### [Set tasks]
**a.** Decide whether each statement below agrees with the passage on discernment of spirits, answering yes or no and quoting the words from the passage that settle it: (i) The author studied classical ballet from early childhood into her early twenties. (ii) Discernment of spirits is the same thing as more general discernment. (iii) Ignatius's great gift was discovering something new about discernment of spirits.
**b.** Carry the passage on discernment of spirits forward, starting right after its final sentence.

### [Excerpted text]
===

Conversatio Divina

Part 12 of 17

Discernment of Spirits

Annemarie Paulin-Campbell

Every day we find ourselves in the midst of many different inner pulls, desires, feelings, and impulses. How do we choose well? In the midst of so many conflicting inner and outer voices, how can we distinguish which inner movements will draw us towards God if we follow them and which will move us away from him? In Ignatian language, growing in our ability to distinguish what leads to God from what does not, and in our ability to sense God’s invitation in the ongoing events and experiences of our lives, is called the discernment of spirits.

01.  Dancing With God

A metaphor that helps me understand the discernment of spirits is that of dance. From the time I could walk until I was in my early twenties, I studied classical ballet for many hours each day. At a certain point in our training, when our own dancing was quite established, we began to work with a partner in what were called pas de deux classes. In those classes the focus was no longer on our own movement. It was about learning to sense and tune in to the movement of the other. When one partner pulled in the opposite direction or anticipated the movement of the other, it jarred, and the beauty of the unity in movement was spoiled. The longer one danced with a particular partner and the more experienced one became through long hours of practicing many different sequences, the more easily the movement between the two flowed. One’s whole attention needed to be attuned to the subtlest change in the other. One could sense in the other’s eyes or in a change of breathing the need to adjust one’s placement. Discernment of spirits is in many ways like the dance of God and the person, in which he or she learns to sense God’s movement with increasing subtlety and become more and more attuned to it.

Discernment of spirits is connected with, but not the same as, more general discernment. Discernment is about key choices and moments of decision. Discernment of spirits is the development of a deepening moment-by-moment awareness of where our thoughts, feelings, desires, and moods are coming from and leading to. It can be compared with the shifts of movement within the same dance.

02.  Learning Discernment at Loyola

Discernment of spirits is not something new. It was always part of our Christian tradition. The desert fathers and mothers in the earliest centuries of Christianity were well aware that we are constantly pulled between those things that draw us closer to God and those that pull us away. St. Ignatius lived in the sixteenth century, a time when much was happening spiritually. It was the time of the Protestant Reformation and the Catholic Counter-Reformation, the time of the great Spanish mystics John of the Cross and Teresa of Avila. The great gift of Ignatius was not that he discovered something new but that he was able to draw together much Christian wisdom about discernment of spirits in the form of guidelines that pilgrims and their guides can use.

===

### [Excerpted data]
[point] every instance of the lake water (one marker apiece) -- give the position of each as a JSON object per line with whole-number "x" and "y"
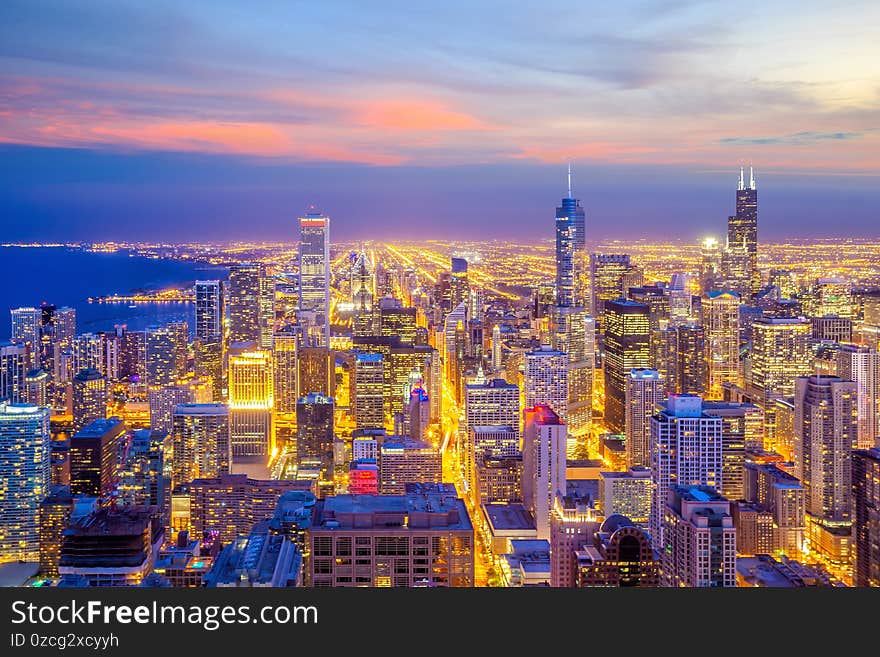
{"x": 68, "y": 277}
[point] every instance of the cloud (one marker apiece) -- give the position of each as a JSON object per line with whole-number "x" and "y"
{"x": 798, "y": 138}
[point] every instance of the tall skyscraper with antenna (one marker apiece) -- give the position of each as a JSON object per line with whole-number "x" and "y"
{"x": 742, "y": 228}
{"x": 570, "y": 251}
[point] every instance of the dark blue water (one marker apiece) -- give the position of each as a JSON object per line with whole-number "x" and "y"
{"x": 68, "y": 277}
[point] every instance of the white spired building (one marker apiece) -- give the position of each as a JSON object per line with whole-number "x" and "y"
{"x": 24, "y": 478}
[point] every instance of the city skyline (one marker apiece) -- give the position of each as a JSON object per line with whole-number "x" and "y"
{"x": 140, "y": 120}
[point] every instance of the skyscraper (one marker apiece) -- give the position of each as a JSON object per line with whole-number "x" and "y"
{"x": 314, "y": 275}
{"x": 826, "y": 426}
{"x": 742, "y": 228}
{"x": 626, "y": 348}
{"x": 368, "y": 391}
{"x": 200, "y": 440}
{"x": 866, "y": 516}
{"x": 546, "y": 380}
{"x": 244, "y": 302}
{"x": 251, "y": 400}
{"x": 861, "y": 364}
{"x": 89, "y": 398}
{"x": 606, "y": 276}
{"x": 687, "y": 449}
{"x": 24, "y": 470}
{"x": 570, "y": 251}
{"x": 721, "y": 324}
{"x": 543, "y": 464}
{"x": 644, "y": 390}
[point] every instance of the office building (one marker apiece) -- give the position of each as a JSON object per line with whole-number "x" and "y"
{"x": 780, "y": 354}
{"x": 314, "y": 434}
{"x": 201, "y": 441}
{"x": 230, "y": 505}
{"x": 687, "y": 449}
{"x": 423, "y": 538}
{"x": 627, "y": 347}
{"x": 24, "y": 473}
{"x": 628, "y": 494}
{"x": 644, "y": 390}
{"x": 866, "y": 516}
{"x": 112, "y": 547}
{"x": 13, "y": 372}
{"x": 742, "y": 228}
{"x": 314, "y": 276}
{"x": 284, "y": 357}
{"x": 826, "y": 426}
{"x": 720, "y": 318}
{"x": 403, "y": 462}
{"x": 543, "y": 464}
{"x": 368, "y": 391}
{"x": 861, "y": 364}
{"x": 251, "y": 401}
{"x": 89, "y": 398}
{"x": 606, "y": 280}
{"x": 742, "y": 430}
{"x": 620, "y": 555}
{"x": 55, "y": 512}
{"x": 93, "y": 457}
{"x": 699, "y": 539}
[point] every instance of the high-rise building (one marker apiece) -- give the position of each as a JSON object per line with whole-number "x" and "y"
{"x": 163, "y": 401}
{"x": 866, "y": 516}
{"x": 644, "y": 390}
{"x": 544, "y": 462}
{"x": 24, "y": 470}
{"x": 687, "y": 449}
{"x": 251, "y": 400}
{"x": 368, "y": 391}
{"x": 13, "y": 370}
{"x": 780, "y": 354}
{"x": 782, "y": 495}
{"x": 404, "y": 462}
{"x": 546, "y": 380}
{"x": 55, "y": 512}
{"x": 230, "y": 505}
{"x": 692, "y": 370}
{"x": 93, "y": 457}
{"x": 316, "y": 371}
{"x": 861, "y": 364}
{"x": 89, "y": 398}
{"x": 314, "y": 434}
{"x": 26, "y": 324}
{"x": 627, "y": 347}
{"x": 284, "y": 356}
{"x": 428, "y": 529}
{"x": 571, "y": 251}
{"x": 314, "y": 275}
{"x": 606, "y": 280}
{"x": 742, "y": 228}
{"x": 620, "y": 555}
{"x": 200, "y": 440}
{"x": 699, "y": 544}
{"x": 210, "y": 310}
{"x": 742, "y": 430}
{"x": 721, "y": 324}
{"x": 244, "y": 302}
{"x": 826, "y": 426}
{"x": 628, "y": 494}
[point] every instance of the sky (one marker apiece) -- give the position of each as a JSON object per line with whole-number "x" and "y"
{"x": 455, "y": 119}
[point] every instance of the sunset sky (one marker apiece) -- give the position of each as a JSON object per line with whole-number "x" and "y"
{"x": 176, "y": 120}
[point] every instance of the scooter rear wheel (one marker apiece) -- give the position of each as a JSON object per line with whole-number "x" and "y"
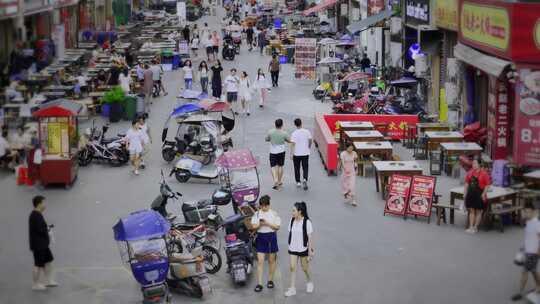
{"x": 212, "y": 259}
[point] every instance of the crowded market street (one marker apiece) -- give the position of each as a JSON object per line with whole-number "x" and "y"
{"x": 361, "y": 255}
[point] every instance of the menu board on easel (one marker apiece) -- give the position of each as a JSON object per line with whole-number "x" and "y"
{"x": 305, "y": 58}
{"x": 398, "y": 195}
{"x": 421, "y": 195}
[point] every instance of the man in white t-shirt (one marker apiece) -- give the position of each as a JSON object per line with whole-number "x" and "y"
{"x": 301, "y": 141}
{"x": 135, "y": 140}
{"x": 231, "y": 85}
{"x": 531, "y": 250}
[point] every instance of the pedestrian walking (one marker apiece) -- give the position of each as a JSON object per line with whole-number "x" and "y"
{"x": 267, "y": 222}
{"x": 195, "y": 45}
{"x": 148, "y": 86}
{"x": 215, "y": 44}
{"x": 347, "y": 164}
{"x": 157, "y": 74}
{"x": 301, "y": 141}
{"x": 530, "y": 250}
{"x": 209, "y": 44}
{"x": 203, "y": 76}
{"x": 135, "y": 140}
{"x": 477, "y": 182}
{"x": 216, "y": 79}
{"x": 232, "y": 83}
{"x": 188, "y": 75}
{"x": 249, "y": 37}
{"x": 146, "y": 138}
{"x": 274, "y": 67}
{"x": 245, "y": 92}
{"x": 39, "y": 236}
{"x": 300, "y": 246}
{"x": 277, "y": 138}
{"x": 261, "y": 39}
{"x": 261, "y": 84}
{"x": 185, "y": 33}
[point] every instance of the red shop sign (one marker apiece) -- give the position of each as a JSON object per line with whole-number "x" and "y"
{"x": 395, "y": 124}
{"x": 498, "y": 119}
{"x": 527, "y": 118}
{"x": 398, "y": 195}
{"x": 421, "y": 196}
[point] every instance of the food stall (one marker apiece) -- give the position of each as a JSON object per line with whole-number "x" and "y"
{"x": 58, "y": 132}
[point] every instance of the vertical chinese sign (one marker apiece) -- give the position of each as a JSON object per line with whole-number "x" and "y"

===

### [Task-by-task outputs]
**a.**
(i) Yes: "From the time I could walk until I was in my early twenties, I studied classical ballet for many hours each day."
(ii) No: "Discernment of spirits is connected with, but not the same as, more general discernment."
(iii) No: "The great gift of Ignatius was not that he discovered something new but that he was able to draw together much Christian wisdom about discernment of spirits in the form of guidelines that pilgrims and their guides can use."

**b.**
While convalescing after a cannonball shattered his leg during a battle against the French at Pamplona, Ignatius first began to notice that God communicates God’s self through our deepest feelings, imagination, and thoughts. Prior to that, Inigo, as he was first called, had been pursuing a life centered on desires for fame and success. After coming close to death, he had to recuperate in the family castle at Loyola for six months. Driven by boredom, he sought books to amuse himself, but to his frustration the only books in the castle were a Life of Christ by Ludolph of Saxony, and a Life of the Saints. He began to read them, and his reading became intermixed with his daydreaming. At times he dreamt of the beautiful woman he wanted to impress and of the daring exploits he would do to win her favor. At other times he dreamt of the great things he would do for God and the sacrifices he would make. But slowly he became aware of something that intrigued him. He noticed that during both kinds of daydreams he felt excited and happy. However after the first kind of daydreams, he was left feeling dry and ill at ease, but after the daydreams about the things he would do for God, he was left with a feeling of contentment and peace. He came to think about these different inner feelings as being important ways in which he could begin to distinguish where God might be drawing him. This was the beginning of a powerful realization that God communicates with us through our moods, desires, and impulses.

The Spiritual Exercises is where St. Ignatius shares most clearly his guidelines for the discernment of spirits. This book was written not for the average person seeking to understand discernment but for retreat directors. What he describes as the “rules” for discernment of spirits are not so much regulations to be followed as descriptions of what tends to happen when people are earnestly striving after God. Some of these are more helpful for beginners in the spiritual journey, and some are intended for those who have already been journeying for some time, when the pulls and temptations become subtler. Together they help determine when an inner movement is from the Holy Spirit and when it is not. They help us discern what draws us towards God and what (whether from outside or from within our own psyche) hinders that movement.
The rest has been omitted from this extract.